=== INPUT ===

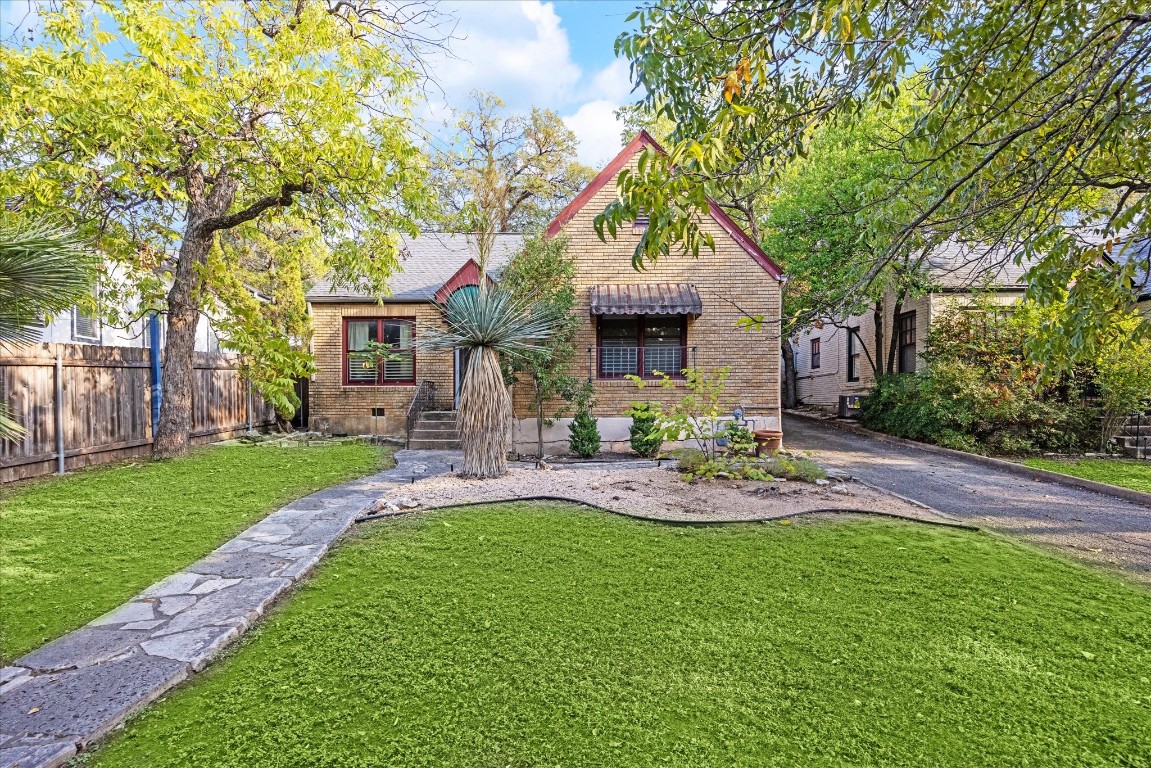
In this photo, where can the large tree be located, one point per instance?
(158, 127)
(1029, 115)
(518, 169)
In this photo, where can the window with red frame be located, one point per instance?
(363, 366)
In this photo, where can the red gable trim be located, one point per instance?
(466, 275)
(641, 141)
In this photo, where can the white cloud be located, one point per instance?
(518, 51)
(599, 130)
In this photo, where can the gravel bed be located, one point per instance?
(658, 493)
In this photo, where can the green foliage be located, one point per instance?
(646, 438)
(740, 441)
(155, 127)
(694, 416)
(978, 392)
(44, 271)
(584, 432)
(1005, 142)
(76, 547)
(541, 274)
(1134, 474)
(518, 169)
(792, 628)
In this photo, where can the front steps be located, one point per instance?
(435, 431)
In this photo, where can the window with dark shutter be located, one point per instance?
(905, 327)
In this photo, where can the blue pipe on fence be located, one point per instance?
(153, 337)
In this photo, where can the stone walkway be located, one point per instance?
(73, 691)
(59, 699)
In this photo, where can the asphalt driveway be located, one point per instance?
(1081, 523)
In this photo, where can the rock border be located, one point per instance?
(1022, 470)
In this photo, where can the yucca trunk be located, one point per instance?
(485, 416)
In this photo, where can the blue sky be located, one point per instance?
(556, 54)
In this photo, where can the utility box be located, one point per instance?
(850, 405)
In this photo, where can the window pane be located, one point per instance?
(361, 367)
(661, 331)
(360, 332)
(398, 334)
(619, 332)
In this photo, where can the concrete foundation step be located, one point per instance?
(435, 431)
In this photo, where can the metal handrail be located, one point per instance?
(422, 400)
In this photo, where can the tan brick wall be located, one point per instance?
(342, 408)
(730, 282)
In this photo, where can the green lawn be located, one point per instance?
(75, 547)
(1127, 473)
(553, 636)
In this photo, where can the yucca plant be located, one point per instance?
(44, 271)
(492, 325)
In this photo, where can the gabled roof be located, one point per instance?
(426, 264)
(466, 275)
(637, 145)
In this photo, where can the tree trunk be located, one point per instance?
(173, 433)
(877, 317)
(893, 342)
(791, 375)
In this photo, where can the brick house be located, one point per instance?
(836, 360)
(680, 312)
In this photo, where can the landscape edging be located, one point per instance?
(1022, 470)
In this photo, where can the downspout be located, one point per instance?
(153, 339)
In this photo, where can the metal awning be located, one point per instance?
(646, 298)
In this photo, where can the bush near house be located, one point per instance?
(981, 390)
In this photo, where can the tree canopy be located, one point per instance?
(1029, 121)
(157, 127)
(518, 169)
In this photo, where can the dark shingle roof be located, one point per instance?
(961, 266)
(429, 260)
(1137, 252)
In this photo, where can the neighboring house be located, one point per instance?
(1138, 252)
(679, 312)
(836, 360)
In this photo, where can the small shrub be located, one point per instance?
(740, 441)
(646, 438)
(691, 459)
(585, 434)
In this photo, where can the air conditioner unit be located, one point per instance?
(850, 405)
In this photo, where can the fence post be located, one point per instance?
(60, 412)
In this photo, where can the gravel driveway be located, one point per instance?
(1081, 523)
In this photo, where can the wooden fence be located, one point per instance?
(98, 401)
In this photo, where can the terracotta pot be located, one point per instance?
(768, 440)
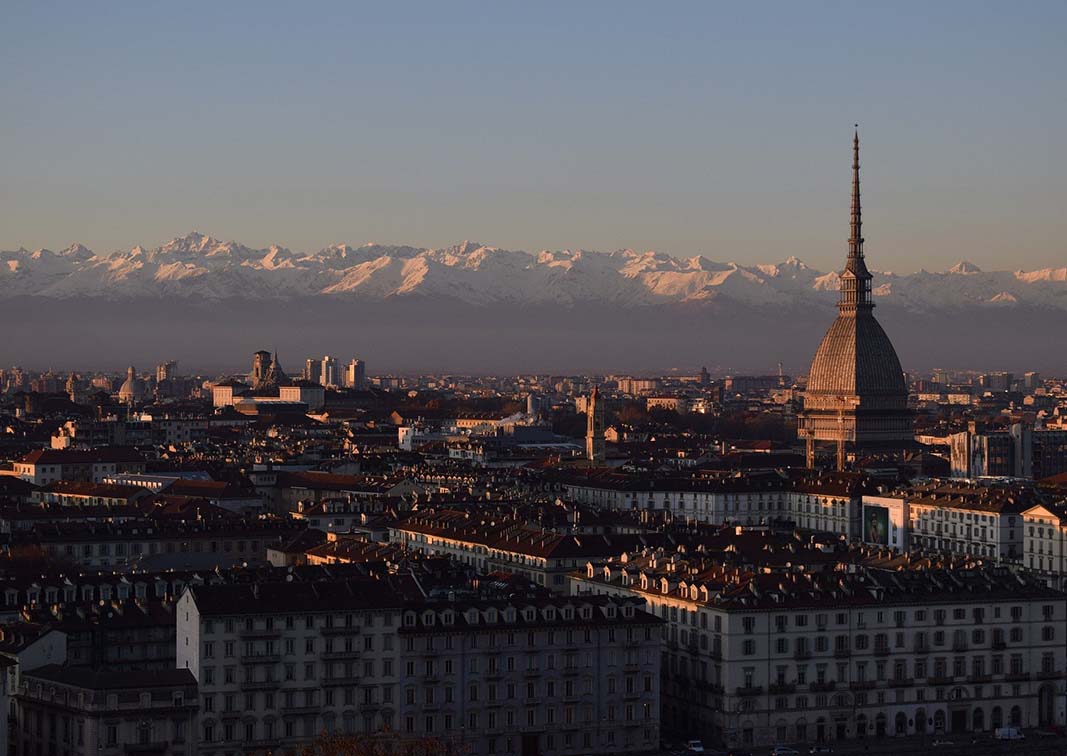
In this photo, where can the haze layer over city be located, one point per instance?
(556, 380)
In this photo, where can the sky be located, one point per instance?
(720, 129)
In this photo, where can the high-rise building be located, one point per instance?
(313, 370)
(594, 428)
(997, 382)
(165, 371)
(355, 374)
(856, 396)
(260, 364)
(329, 373)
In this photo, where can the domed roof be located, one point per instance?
(856, 357)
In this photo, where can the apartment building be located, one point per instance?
(830, 502)
(45, 466)
(279, 663)
(65, 709)
(503, 544)
(153, 545)
(817, 653)
(959, 517)
(1045, 542)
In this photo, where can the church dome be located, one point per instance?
(856, 357)
(132, 387)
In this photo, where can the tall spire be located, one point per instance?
(856, 239)
(856, 277)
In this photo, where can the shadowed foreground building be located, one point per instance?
(816, 653)
(856, 397)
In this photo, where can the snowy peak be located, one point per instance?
(965, 268)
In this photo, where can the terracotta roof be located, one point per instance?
(106, 679)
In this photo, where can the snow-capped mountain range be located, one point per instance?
(196, 266)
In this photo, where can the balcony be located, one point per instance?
(340, 680)
(341, 654)
(259, 685)
(340, 630)
(260, 658)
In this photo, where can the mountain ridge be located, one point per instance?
(202, 267)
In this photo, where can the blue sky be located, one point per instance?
(691, 128)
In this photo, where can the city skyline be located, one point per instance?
(688, 133)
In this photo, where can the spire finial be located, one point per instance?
(856, 279)
(856, 238)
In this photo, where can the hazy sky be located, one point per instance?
(706, 128)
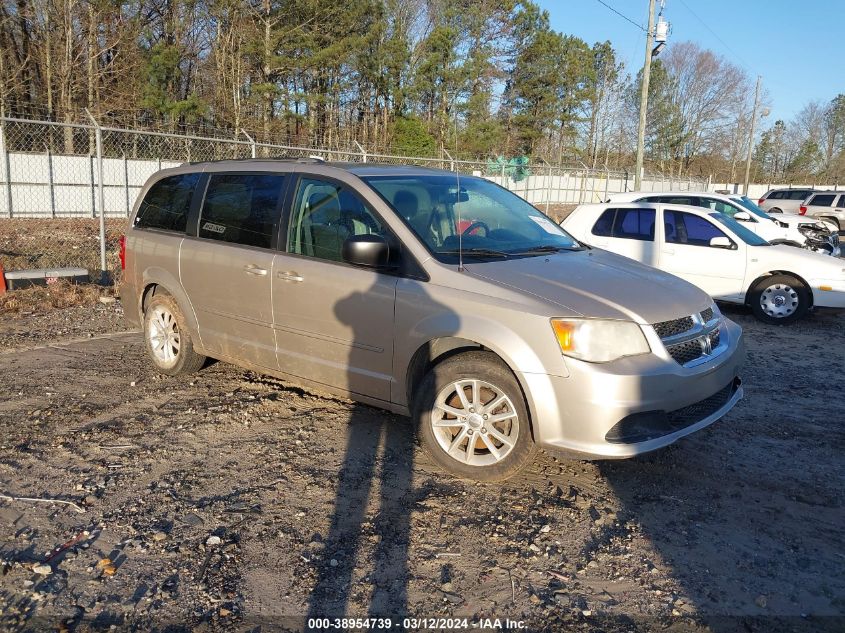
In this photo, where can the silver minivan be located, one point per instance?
(426, 293)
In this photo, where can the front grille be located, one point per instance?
(686, 351)
(648, 425)
(665, 329)
(714, 339)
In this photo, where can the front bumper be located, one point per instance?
(634, 405)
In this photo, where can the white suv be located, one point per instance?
(788, 229)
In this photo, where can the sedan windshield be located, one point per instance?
(740, 231)
(481, 219)
(749, 204)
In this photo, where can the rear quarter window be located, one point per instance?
(166, 205)
(822, 200)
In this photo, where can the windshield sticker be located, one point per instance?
(547, 225)
(214, 228)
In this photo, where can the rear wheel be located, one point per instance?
(833, 221)
(167, 340)
(472, 418)
(780, 299)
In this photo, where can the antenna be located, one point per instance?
(457, 200)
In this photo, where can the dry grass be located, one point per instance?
(35, 243)
(61, 294)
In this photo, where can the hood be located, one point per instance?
(597, 284)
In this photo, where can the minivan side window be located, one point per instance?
(604, 225)
(822, 200)
(628, 224)
(324, 214)
(166, 204)
(692, 230)
(242, 208)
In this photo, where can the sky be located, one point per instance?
(797, 47)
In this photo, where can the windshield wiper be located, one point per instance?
(547, 248)
(476, 252)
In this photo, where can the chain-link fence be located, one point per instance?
(51, 170)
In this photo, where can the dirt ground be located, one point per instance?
(230, 501)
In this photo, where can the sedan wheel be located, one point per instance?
(779, 299)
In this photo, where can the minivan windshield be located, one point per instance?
(749, 204)
(484, 220)
(740, 231)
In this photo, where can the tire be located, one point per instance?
(174, 354)
(499, 448)
(779, 299)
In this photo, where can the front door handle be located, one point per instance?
(252, 269)
(290, 276)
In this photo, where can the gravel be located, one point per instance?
(229, 500)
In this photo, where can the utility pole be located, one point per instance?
(644, 97)
(751, 138)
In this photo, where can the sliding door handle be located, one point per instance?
(252, 269)
(290, 275)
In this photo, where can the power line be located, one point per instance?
(621, 15)
(716, 35)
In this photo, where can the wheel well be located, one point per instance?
(438, 350)
(431, 353)
(778, 272)
(150, 291)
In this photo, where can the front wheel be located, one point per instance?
(472, 419)
(779, 299)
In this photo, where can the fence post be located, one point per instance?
(451, 160)
(93, 186)
(362, 150)
(126, 182)
(7, 168)
(606, 180)
(251, 141)
(50, 180)
(98, 132)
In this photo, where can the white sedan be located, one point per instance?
(717, 254)
(787, 228)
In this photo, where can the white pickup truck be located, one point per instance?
(717, 254)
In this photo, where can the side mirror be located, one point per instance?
(721, 242)
(371, 251)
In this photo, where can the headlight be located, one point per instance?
(599, 341)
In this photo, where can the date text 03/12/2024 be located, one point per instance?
(414, 624)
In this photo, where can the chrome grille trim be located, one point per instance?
(697, 344)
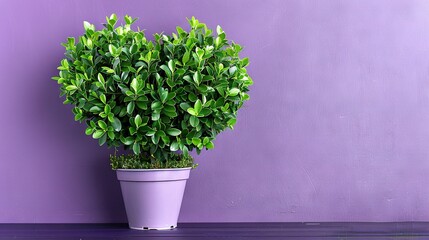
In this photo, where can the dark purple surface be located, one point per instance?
(208, 231)
(336, 128)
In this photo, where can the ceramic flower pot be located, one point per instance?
(153, 197)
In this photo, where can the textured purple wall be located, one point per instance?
(337, 128)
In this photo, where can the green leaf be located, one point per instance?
(157, 105)
(192, 111)
(138, 120)
(102, 124)
(166, 70)
(95, 109)
(127, 141)
(197, 77)
(117, 125)
(209, 145)
(196, 141)
(71, 87)
(155, 116)
(130, 107)
(219, 30)
(185, 57)
(174, 146)
(134, 85)
(102, 140)
(101, 79)
(173, 132)
(194, 121)
(185, 106)
(233, 92)
(198, 106)
(103, 98)
(171, 65)
(164, 95)
(107, 109)
(112, 50)
(98, 134)
(89, 131)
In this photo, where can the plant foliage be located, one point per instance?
(161, 97)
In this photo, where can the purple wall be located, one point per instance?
(337, 128)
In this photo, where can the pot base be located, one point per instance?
(153, 197)
(148, 228)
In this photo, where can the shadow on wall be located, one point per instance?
(85, 166)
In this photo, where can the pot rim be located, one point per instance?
(152, 169)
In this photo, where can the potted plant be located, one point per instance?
(160, 99)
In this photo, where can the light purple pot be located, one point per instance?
(153, 197)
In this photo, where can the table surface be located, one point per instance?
(209, 231)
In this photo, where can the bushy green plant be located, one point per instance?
(158, 98)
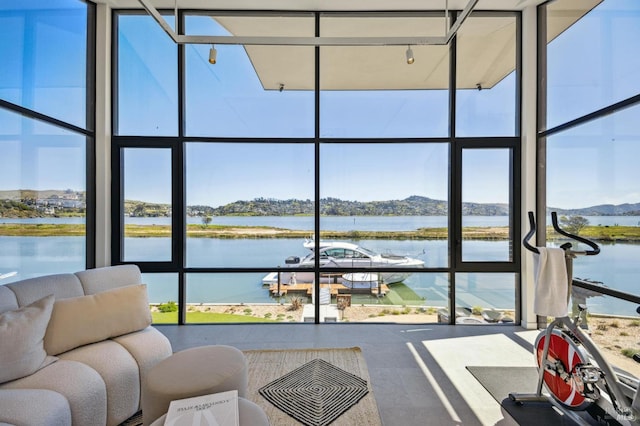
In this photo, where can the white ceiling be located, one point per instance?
(486, 46)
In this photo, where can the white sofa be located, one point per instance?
(75, 348)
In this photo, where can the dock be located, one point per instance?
(334, 289)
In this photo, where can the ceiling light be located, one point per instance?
(213, 53)
(410, 58)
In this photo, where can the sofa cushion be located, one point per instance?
(34, 407)
(21, 333)
(80, 384)
(83, 320)
(32, 289)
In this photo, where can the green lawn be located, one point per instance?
(205, 317)
(401, 294)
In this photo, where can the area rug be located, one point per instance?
(334, 382)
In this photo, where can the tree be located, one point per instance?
(573, 224)
(206, 220)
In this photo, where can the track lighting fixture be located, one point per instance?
(213, 53)
(410, 58)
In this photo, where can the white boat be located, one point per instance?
(341, 254)
(361, 280)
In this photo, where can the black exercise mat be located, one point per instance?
(501, 381)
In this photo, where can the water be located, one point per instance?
(616, 266)
(341, 223)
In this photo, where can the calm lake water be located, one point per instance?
(617, 265)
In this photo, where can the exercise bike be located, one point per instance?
(571, 367)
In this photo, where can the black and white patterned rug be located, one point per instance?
(316, 393)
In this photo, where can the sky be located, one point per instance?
(588, 165)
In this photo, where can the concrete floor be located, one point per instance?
(417, 371)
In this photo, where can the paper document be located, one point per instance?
(216, 409)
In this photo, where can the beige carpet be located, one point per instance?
(266, 366)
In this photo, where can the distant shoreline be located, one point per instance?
(602, 234)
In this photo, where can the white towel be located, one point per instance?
(552, 283)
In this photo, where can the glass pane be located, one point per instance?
(485, 298)
(248, 205)
(371, 91)
(163, 297)
(147, 204)
(239, 297)
(616, 335)
(486, 179)
(42, 199)
(486, 77)
(389, 198)
(593, 178)
(251, 91)
(147, 78)
(594, 63)
(44, 49)
(236, 298)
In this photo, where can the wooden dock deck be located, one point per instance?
(334, 289)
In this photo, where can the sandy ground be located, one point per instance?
(612, 335)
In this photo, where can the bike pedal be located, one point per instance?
(588, 374)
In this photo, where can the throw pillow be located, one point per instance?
(79, 321)
(21, 335)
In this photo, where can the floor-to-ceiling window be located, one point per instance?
(319, 183)
(46, 138)
(592, 140)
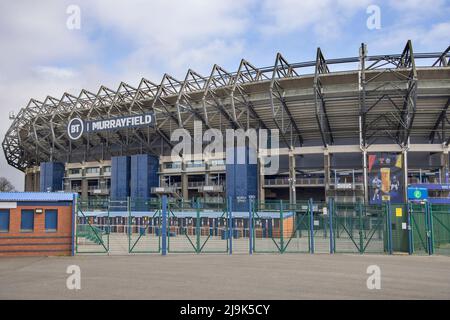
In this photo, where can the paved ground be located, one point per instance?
(289, 276)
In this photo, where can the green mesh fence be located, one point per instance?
(297, 231)
(196, 227)
(134, 226)
(419, 228)
(359, 228)
(440, 215)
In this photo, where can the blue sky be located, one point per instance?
(128, 40)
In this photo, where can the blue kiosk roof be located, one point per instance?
(36, 196)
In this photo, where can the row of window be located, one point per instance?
(90, 170)
(27, 220)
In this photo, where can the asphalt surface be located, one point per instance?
(214, 276)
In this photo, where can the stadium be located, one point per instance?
(357, 132)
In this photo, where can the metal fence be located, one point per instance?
(152, 226)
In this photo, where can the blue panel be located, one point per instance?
(120, 178)
(417, 194)
(241, 176)
(144, 175)
(51, 220)
(4, 220)
(27, 220)
(36, 196)
(51, 176)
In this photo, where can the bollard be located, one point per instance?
(330, 222)
(164, 226)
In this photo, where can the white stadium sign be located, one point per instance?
(77, 127)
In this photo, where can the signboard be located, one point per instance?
(345, 186)
(417, 194)
(77, 127)
(385, 172)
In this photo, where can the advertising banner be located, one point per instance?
(77, 127)
(385, 177)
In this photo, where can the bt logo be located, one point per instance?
(75, 128)
(417, 194)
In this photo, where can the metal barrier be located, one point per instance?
(135, 226)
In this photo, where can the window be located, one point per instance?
(4, 220)
(27, 221)
(51, 220)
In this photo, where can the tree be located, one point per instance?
(5, 185)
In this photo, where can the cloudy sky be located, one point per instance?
(127, 40)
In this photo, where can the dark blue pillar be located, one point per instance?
(144, 175)
(241, 176)
(120, 178)
(52, 176)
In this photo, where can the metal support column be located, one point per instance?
(164, 226)
(230, 224)
(292, 180)
(250, 225)
(326, 169)
(197, 226)
(410, 235)
(311, 225)
(389, 226)
(330, 222)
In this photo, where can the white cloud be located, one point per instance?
(325, 18)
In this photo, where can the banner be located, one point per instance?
(77, 127)
(385, 173)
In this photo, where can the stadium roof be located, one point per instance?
(358, 100)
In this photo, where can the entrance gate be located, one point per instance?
(196, 228)
(440, 232)
(133, 227)
(360, 228)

===

**TO BE DONE**
Take the lines above from the one holding "In this photo, where can the asphalt surface" to the last and output them exactly.

**THE RESULT**
In this photo, where can the asphalt surface be located, one point per instance?
(214, 276)
In this photo, where can the stadium be located, one point per instance?
(357, 132)
In this photo, where can the metal fence be located, one point per instance?
(152, 226)
In this photo, where can the blue panel be located, one point per instance?
(120, 178)
(417, 194)
(241, 176)
(144, 175)
(51, 220)
(4, 220)
(27, 220)
(36, 196)
(51, 176)
In this photo, where can the bollard be located, one point per instance?
(330, 222)
(164, 226)
In this photo, where can the white stadium sign be located, one point per instance?
(77, 127)
In this photo, where can the signboard be located, one point per instance?
(345, 186)
(417, 194)
(77, 127)
(385, 172)
In this photo, where can the advertising banner be located, one point per instance?
(77, 127)
(385, 177)
In this photo, where can the bt logo be located, one point per instance?
(75, 128)
(417, 194)
In this photo, where can the metal barrier be located, one point per instance?
(135, 226)
In this photo, where can the window be located, one point per instance?
(4, 220)
(27, 221)
(51, 220)
In this photo, where can the tree be located, one point per instance?
(5, 185)
In this photo, where can the cloudy sky be located, one point per instance?
(127, 40)
In this photo, where can the dark blue pillar be located, one point per instance?
(144, 175)
(241, 176)
(120, 178)
(52, 176)
In this photo, where can the metal support column be located, one point per instance?
(164, 226)
(230, 224)
(292, 180)
(250, 225)
(326, 169)
(197, 226)
(410, 235)
(311, 225)
(389, 226)
(330, 222)
In this photo, where can the white cloud be located, one point per instance?
(325, 18)
In this photo, where can the banner be located, one point per instance?
(77, 127)
(385, 173)
In this photo, where can the stadium roof be located, one point per instance?
(358, 100)
In this photo, where can the entrance gate be located, one point per instance?
(196, 228)
(440, 232)
(133, 227)
(360, 228)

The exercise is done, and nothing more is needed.